■ **BRIEF**:
Output verbatim the line with "Task: locate walking" together with every line beneath it, ending at the last line of the entries.
------ SOURCE MATERIAL ------
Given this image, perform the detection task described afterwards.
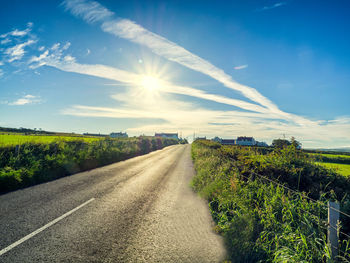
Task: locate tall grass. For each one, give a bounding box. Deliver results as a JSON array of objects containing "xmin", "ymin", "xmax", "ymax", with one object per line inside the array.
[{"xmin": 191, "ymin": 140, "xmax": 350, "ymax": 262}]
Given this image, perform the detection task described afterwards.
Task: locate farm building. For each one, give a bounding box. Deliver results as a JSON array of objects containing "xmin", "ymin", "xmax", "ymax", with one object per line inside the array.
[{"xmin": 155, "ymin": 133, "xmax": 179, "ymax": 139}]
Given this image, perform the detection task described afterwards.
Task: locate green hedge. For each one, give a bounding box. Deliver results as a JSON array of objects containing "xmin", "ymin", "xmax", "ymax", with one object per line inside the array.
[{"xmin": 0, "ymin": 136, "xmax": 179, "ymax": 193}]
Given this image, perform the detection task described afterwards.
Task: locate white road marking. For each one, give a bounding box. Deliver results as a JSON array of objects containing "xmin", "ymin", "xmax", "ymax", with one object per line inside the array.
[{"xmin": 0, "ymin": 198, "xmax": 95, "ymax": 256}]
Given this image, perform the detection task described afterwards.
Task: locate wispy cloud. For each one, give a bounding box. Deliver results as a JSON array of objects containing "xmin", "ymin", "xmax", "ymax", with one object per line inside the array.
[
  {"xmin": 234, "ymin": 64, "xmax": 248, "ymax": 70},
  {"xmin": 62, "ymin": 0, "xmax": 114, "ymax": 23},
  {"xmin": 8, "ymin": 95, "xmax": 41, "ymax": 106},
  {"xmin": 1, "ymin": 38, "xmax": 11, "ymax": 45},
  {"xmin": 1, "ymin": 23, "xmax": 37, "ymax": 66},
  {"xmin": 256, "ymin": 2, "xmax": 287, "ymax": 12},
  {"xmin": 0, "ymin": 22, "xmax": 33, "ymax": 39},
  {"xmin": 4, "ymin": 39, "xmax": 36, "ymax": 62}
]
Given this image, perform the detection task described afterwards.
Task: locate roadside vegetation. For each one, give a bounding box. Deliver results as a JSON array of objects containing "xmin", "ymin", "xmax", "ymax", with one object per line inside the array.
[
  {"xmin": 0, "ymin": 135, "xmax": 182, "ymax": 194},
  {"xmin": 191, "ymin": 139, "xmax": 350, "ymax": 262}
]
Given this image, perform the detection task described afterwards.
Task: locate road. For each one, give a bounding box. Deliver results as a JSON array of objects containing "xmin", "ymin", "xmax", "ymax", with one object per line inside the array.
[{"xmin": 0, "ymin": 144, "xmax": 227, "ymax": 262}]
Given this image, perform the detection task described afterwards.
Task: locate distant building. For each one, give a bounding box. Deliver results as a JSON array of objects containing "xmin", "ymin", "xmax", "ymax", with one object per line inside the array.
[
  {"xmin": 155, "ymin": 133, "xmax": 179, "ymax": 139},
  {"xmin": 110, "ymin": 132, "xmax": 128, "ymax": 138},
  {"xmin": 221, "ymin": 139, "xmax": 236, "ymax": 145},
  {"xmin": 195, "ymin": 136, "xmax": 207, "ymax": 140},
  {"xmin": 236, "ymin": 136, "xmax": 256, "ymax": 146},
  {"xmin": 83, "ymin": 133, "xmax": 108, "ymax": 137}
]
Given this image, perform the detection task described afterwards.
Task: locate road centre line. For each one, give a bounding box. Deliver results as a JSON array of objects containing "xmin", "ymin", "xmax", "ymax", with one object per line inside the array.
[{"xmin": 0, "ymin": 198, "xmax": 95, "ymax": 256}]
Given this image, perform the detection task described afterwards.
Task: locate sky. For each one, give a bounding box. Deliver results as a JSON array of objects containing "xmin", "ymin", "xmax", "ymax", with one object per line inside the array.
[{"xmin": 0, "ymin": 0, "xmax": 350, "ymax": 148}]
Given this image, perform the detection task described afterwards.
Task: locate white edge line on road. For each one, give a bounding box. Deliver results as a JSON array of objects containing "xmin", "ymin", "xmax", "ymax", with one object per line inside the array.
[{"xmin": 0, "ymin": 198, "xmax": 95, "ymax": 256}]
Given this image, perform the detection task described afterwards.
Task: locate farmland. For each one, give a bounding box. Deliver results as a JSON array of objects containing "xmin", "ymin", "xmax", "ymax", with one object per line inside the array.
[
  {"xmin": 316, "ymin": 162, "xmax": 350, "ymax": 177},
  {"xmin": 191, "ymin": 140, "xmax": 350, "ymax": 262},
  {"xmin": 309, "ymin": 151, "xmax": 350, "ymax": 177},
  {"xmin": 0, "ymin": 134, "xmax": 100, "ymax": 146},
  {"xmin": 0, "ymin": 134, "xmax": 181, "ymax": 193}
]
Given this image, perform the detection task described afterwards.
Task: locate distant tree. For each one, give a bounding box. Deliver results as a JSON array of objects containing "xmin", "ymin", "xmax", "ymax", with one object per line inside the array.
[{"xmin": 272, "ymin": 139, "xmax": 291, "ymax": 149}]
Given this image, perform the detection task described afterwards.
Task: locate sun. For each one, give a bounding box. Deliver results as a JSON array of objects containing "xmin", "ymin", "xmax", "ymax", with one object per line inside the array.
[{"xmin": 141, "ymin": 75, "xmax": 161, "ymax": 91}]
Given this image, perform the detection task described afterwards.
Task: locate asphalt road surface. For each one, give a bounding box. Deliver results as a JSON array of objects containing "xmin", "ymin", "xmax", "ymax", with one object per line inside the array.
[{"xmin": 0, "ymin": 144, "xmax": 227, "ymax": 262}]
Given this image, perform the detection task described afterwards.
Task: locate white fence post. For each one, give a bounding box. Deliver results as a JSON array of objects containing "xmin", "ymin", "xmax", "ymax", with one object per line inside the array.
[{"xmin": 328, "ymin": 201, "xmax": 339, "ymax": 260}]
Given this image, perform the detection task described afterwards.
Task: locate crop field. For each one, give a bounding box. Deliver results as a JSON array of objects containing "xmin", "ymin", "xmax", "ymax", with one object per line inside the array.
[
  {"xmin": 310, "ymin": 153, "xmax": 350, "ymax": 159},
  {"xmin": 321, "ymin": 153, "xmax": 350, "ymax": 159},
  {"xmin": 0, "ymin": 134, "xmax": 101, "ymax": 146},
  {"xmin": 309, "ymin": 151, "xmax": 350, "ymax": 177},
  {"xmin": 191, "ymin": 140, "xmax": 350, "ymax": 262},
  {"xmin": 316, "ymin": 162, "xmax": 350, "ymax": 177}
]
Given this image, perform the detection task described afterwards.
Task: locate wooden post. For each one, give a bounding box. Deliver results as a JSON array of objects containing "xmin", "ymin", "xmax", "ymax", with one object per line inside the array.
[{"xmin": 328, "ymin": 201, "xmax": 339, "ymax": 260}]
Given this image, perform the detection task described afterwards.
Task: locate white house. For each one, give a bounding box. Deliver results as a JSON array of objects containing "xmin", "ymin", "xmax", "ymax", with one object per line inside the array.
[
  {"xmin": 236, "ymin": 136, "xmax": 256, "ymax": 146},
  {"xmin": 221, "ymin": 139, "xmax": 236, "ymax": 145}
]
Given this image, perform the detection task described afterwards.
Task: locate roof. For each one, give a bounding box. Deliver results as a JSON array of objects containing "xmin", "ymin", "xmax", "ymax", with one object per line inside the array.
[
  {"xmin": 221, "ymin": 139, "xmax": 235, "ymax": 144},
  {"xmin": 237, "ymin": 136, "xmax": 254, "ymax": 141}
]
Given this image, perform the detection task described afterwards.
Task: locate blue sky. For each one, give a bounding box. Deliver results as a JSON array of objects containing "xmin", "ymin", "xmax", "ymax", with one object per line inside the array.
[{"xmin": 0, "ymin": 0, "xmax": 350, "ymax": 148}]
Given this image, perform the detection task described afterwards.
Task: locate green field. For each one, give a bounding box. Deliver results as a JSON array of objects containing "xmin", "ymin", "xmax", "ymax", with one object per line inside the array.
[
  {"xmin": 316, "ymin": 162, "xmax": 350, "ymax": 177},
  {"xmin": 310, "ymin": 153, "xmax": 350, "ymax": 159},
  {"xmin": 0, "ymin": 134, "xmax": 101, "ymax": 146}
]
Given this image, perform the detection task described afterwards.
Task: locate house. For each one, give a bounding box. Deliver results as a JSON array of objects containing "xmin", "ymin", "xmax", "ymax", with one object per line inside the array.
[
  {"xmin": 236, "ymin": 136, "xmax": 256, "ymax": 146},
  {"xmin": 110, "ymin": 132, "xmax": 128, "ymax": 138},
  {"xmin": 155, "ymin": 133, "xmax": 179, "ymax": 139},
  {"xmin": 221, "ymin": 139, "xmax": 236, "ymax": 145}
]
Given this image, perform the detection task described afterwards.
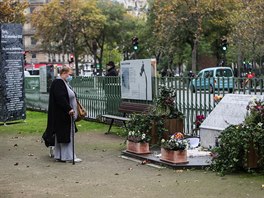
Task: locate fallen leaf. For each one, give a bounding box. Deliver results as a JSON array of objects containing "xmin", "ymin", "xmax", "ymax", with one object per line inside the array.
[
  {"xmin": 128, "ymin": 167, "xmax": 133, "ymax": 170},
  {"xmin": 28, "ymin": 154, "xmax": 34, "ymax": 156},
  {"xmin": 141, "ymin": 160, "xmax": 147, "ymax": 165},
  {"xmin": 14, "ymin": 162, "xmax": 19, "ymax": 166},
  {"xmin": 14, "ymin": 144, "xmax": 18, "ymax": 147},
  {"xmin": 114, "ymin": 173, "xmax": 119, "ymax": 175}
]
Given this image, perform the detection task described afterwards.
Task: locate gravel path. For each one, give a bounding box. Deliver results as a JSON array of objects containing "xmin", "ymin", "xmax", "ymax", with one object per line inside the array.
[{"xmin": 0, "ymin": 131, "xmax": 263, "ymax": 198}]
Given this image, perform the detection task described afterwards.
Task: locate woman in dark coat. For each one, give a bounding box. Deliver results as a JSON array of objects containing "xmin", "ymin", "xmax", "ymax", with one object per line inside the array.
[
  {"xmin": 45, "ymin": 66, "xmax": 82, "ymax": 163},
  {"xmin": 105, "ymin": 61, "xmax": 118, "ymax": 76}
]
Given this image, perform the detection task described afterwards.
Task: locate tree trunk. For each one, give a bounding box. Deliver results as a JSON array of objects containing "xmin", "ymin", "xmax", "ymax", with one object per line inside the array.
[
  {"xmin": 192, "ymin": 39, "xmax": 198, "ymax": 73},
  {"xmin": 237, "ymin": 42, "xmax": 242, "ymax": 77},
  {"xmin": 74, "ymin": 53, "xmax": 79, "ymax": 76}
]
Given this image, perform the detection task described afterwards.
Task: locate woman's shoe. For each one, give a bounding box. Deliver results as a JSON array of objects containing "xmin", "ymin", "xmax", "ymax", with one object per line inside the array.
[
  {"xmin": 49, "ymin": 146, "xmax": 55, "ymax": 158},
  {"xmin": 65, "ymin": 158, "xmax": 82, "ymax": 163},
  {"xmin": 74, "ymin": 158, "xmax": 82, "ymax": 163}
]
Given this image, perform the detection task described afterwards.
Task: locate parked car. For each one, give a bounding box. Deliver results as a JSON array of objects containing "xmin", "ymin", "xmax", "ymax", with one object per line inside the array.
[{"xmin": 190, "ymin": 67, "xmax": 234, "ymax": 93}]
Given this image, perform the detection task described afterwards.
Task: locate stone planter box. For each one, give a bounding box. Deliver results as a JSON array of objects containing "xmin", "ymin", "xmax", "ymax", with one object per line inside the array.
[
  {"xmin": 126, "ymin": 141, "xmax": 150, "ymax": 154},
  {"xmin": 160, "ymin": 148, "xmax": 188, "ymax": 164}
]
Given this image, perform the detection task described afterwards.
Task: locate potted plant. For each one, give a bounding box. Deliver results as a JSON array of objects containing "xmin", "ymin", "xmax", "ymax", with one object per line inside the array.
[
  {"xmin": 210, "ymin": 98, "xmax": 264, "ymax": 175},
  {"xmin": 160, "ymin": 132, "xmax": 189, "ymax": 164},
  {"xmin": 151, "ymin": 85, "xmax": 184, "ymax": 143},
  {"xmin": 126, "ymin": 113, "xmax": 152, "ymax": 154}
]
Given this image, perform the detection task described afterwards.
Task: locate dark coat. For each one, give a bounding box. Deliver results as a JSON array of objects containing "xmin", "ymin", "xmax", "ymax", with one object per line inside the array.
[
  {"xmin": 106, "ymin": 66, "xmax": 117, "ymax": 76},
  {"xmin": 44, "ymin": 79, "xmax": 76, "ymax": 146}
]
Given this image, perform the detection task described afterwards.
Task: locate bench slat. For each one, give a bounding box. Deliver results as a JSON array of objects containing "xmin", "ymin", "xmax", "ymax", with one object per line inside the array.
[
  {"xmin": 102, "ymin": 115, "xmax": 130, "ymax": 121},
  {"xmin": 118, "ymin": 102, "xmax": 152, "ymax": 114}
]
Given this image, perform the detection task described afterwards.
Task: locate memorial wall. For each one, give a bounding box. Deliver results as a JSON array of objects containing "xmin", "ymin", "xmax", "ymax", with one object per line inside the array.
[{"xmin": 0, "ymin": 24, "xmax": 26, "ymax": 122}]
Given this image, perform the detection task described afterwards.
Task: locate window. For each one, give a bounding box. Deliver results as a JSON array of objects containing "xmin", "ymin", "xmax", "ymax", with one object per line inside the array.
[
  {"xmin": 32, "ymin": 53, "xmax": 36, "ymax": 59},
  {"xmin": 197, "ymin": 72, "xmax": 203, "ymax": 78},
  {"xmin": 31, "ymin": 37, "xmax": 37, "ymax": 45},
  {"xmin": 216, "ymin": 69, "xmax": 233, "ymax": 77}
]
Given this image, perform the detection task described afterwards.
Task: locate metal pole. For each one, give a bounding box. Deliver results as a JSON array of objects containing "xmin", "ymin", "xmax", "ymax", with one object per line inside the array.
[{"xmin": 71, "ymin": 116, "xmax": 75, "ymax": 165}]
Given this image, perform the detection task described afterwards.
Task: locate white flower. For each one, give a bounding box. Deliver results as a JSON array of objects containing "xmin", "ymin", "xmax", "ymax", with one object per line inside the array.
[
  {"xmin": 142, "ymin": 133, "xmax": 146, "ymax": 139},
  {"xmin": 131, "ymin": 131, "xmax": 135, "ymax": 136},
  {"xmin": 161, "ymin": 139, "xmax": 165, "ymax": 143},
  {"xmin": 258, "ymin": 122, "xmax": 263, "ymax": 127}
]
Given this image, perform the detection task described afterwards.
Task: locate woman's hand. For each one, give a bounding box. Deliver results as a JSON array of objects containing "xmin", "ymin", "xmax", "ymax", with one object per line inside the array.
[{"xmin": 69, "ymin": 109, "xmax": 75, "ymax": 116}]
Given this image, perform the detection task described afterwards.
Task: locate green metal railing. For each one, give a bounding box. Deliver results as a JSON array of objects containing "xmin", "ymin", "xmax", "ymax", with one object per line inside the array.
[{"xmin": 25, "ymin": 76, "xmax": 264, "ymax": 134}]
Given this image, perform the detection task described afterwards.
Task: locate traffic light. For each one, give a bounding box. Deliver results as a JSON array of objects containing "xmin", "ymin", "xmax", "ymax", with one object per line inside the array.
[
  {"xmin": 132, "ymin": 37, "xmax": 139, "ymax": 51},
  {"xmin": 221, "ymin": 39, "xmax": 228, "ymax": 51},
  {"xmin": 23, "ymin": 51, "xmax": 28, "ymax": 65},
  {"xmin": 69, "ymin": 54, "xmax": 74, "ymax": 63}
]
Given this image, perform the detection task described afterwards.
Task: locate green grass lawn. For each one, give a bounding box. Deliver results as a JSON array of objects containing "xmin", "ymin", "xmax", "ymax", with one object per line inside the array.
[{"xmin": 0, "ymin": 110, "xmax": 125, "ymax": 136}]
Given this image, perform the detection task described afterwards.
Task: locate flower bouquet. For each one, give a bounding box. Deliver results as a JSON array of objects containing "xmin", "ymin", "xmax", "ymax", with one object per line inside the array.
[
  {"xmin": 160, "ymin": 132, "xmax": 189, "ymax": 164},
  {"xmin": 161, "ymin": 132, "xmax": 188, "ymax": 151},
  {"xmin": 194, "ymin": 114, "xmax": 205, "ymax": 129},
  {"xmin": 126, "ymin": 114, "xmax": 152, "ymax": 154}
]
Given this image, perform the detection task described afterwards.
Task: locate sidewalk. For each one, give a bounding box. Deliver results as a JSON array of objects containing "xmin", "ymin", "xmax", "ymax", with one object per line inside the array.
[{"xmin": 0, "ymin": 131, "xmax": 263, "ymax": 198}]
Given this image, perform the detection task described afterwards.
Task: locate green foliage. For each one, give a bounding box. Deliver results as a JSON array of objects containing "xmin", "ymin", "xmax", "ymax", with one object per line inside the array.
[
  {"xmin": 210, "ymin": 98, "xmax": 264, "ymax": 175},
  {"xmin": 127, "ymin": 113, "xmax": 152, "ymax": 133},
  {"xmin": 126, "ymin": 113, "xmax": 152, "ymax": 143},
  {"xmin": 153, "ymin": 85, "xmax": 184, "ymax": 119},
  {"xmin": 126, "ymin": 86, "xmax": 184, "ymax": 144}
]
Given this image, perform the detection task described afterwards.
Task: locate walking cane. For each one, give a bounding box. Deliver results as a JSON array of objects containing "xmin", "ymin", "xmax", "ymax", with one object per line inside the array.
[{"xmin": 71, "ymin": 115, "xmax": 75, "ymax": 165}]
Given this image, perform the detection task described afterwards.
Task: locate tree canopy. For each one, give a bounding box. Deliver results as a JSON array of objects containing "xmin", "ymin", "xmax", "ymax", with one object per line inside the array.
------
■ **RESULT OF THE EXERCISE**:
Task: locate walking cane. For each one, give a bounding box. Deliver results as a JSON array of objects containing "xmin", "ymin", "xmax", "ymax", with one object per line inside the array.
[{"xmin": 71, "ymin": 115, "xmax": 75, "ymax": 165}]
Given this image, perform the detection task described afterwards.
Task: locate tree canopy. For each one, give a bounding box. Deliver results as a JSON array of objects containing "xmin", "ymin", "xmax", "ymax", with one object per line inside the array.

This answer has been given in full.